This is not to spoil the book, because from the beginning Dowell tells us that the two seemingly happy loving couples, who seemed to make together "an extraordinarily safe castle," or "one of those tall ships with the white sails upon a blue sea, one of those things that seem the proudest and safest of all the beautiful and safe things that God has permitted the mind of man to frame," or a perfectly choreographed and instinctively coordinated "minuet de la cour," were destroyed by adultery, falseness, hatred, love, and death. The Good Soldier employs the cuckoldry or philandering of husbands, the duplicity or domination of wives, and the innocent cruelty of youth to explore the opacity of human nature, the impossibility of knowing what another person (especially a spouse) is really feeling and thinking, and the ungovernable nature of the human heart.
Despite Ford's incisive insights into our flawed human nature, the different influences of Protestant and Catholic Christianities on true believers, and the differences between early 20th century American and British characters and cultures, and despite his vivid metaphors, distilled dialogue, innovatively non-chronological story-telling, and perfectly constructed narrative (told by a man scrupulously relating the history of his devastating obtuseness), The Good Soldier and its characters were rather unpleasant.

◇ ◇ ◇ ◇ ◇ ◇ ◇

JOB A –
Extract the stretch of the passage on The Good Soldier from "This is not" through "the human heart.".

DATASET RECORDS –
◇ ◇ ◇ ◇ ◇ ◇ ◇

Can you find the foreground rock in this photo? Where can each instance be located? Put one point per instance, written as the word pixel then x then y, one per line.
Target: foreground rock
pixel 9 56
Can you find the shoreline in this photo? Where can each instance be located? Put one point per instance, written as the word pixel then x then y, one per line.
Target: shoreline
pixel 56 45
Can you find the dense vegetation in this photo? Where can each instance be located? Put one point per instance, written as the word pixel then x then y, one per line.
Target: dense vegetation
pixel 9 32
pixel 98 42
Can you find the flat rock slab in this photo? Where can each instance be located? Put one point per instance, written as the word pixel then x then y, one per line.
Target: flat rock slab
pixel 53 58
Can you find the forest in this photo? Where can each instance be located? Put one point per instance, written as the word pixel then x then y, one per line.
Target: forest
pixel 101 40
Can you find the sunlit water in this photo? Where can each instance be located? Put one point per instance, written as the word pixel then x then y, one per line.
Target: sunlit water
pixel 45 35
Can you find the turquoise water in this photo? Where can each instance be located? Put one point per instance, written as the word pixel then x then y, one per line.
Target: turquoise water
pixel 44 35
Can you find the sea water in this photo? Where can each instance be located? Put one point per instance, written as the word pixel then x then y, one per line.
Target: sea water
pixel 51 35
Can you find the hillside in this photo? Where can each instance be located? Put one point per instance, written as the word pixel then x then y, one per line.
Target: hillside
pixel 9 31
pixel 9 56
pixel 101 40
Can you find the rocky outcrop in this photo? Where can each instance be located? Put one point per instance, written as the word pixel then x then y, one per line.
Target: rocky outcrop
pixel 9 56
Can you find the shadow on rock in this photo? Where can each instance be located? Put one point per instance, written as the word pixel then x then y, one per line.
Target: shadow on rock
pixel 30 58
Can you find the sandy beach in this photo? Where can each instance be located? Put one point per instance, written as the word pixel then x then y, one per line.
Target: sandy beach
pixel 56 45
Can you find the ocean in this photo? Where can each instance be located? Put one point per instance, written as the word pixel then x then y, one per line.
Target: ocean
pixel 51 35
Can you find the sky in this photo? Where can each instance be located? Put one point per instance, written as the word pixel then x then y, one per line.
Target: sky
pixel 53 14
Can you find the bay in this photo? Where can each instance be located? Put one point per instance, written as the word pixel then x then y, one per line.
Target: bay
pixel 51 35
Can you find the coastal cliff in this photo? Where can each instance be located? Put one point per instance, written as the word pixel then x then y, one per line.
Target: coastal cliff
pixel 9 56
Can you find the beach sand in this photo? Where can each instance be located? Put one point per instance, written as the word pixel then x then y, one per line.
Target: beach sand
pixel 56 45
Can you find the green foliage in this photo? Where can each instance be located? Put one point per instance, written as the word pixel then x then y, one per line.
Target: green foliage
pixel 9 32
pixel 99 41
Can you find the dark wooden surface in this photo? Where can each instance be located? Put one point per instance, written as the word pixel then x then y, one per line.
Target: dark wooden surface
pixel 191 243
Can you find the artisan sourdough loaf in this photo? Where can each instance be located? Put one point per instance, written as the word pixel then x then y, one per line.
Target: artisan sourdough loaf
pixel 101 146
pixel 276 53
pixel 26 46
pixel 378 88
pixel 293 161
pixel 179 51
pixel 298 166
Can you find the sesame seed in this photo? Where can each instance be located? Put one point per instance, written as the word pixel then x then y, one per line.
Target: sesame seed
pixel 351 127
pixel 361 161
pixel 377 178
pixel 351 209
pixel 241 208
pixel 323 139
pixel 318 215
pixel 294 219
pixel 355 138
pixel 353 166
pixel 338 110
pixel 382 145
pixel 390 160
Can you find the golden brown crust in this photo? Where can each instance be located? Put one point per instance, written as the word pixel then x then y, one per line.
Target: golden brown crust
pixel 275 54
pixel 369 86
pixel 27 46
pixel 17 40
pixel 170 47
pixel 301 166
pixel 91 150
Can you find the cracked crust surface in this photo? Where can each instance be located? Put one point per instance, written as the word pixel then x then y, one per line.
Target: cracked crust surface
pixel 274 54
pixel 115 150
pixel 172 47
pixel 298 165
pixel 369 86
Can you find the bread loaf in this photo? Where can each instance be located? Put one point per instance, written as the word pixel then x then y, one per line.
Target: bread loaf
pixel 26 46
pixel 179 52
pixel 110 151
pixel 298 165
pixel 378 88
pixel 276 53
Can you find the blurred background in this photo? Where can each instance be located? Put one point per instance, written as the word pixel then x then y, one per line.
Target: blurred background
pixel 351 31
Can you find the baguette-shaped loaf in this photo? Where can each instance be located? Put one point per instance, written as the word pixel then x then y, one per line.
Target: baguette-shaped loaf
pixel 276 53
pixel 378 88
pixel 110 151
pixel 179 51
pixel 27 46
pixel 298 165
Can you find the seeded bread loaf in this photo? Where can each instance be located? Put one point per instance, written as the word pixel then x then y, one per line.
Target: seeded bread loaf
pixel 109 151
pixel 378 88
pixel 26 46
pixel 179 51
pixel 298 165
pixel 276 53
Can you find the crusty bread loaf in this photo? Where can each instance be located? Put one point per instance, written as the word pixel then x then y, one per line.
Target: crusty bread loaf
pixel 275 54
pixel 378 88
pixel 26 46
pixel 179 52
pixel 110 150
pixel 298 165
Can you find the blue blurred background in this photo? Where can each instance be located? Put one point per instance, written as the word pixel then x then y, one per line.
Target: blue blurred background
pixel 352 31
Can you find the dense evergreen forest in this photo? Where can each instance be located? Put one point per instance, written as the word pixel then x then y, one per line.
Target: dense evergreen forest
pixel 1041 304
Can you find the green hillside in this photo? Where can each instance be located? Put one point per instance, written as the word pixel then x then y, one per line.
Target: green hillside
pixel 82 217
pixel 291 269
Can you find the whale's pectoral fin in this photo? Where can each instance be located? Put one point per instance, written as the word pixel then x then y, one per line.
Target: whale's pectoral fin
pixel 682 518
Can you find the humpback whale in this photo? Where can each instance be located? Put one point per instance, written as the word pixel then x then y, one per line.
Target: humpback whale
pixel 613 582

◇ ◇ ◇ ◇ ◇ ◇ ◇

JOB B –
In the listing, give the stretch from the line containing "Can you find the flat" through the line containing "pixel 45 35" again, with "forest" replaced by "woodland" and everything else unchanged.

SOLUTION A –
This is not to spoil the book, because from the beginning Dowell tells us that the two seemingly happy loving couples, who seemed to make together "an extraordinarily safe castle," or "one of those tall ships with the white sails upon a blue sea, one of those things that seem the proudest and safest of all the beautiful and safe things that God has permitted the mind of man to frame," or a perfectly choreographed and instinctively coordinated "minuet de la cour," were destroyed by adultery, falseness, hatred, love, and death. The Good Soldier employs the cuckoldry or philandering of husbands, the duplicity or domination of wives, and the innocent cruelty of youth to explore the opacity of human nature, the impossibility of knowing what another person (especially a spouse) is really feeling and thinking, and the ungovernable nature of the human heart.

SOLUTION B –
Can you find the flat rock slab in this photo? Where can each instance be located? Put one point per instance, written as the word pixel then x then y, one per line.
Target: flat rock slab
pixel 53 58
Can you find the woodland in this photo? Where can each instance be located? Put one point per instance, written as the word pixel then x then y, one per line.
Target: woodland
pixel 101 40
Can you find the sunlit water in this photo? Where can each instance be located? Put one point per instance, written as the word pixel then x then y, one per line.
Target: sunlit water
pixel 45 35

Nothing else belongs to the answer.